--- start Supplied information ---
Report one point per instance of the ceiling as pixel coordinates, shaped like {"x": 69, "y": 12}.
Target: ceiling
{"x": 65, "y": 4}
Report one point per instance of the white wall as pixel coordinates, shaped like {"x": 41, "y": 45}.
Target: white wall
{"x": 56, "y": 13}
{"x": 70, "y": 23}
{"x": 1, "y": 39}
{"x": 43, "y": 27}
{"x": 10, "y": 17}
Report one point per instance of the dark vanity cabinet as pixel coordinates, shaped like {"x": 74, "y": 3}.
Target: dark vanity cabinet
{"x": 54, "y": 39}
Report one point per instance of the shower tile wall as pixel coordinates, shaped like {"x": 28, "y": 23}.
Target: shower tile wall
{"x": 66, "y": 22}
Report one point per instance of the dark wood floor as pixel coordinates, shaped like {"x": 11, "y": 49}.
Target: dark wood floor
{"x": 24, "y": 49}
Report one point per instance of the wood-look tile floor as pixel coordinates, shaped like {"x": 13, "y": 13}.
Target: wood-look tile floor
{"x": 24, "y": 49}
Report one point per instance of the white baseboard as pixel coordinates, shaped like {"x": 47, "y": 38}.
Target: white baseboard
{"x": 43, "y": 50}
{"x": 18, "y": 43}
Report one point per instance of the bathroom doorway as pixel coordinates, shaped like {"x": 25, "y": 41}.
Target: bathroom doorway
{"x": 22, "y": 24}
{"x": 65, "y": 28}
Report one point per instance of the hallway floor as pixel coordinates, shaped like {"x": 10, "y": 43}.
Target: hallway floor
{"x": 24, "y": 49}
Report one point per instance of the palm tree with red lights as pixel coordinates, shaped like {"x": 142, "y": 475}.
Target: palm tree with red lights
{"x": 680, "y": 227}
--- end Supplied information ---
--- start Supplied information ---
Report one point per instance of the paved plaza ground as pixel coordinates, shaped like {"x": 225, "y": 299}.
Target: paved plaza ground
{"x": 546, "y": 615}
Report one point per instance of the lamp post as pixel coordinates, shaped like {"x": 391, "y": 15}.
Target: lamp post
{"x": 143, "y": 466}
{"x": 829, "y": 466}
--- end Supplied information ---
**Task to complete**
Pick out each line of the entries above that contains the word "lights", matching case exactly, and copy those lines.

**Solution**
Report one point per instance of the palm tree with red lights as pixel coordinates, shaped like {"x": 142, "y": 475}.
Target: palm tree with red lights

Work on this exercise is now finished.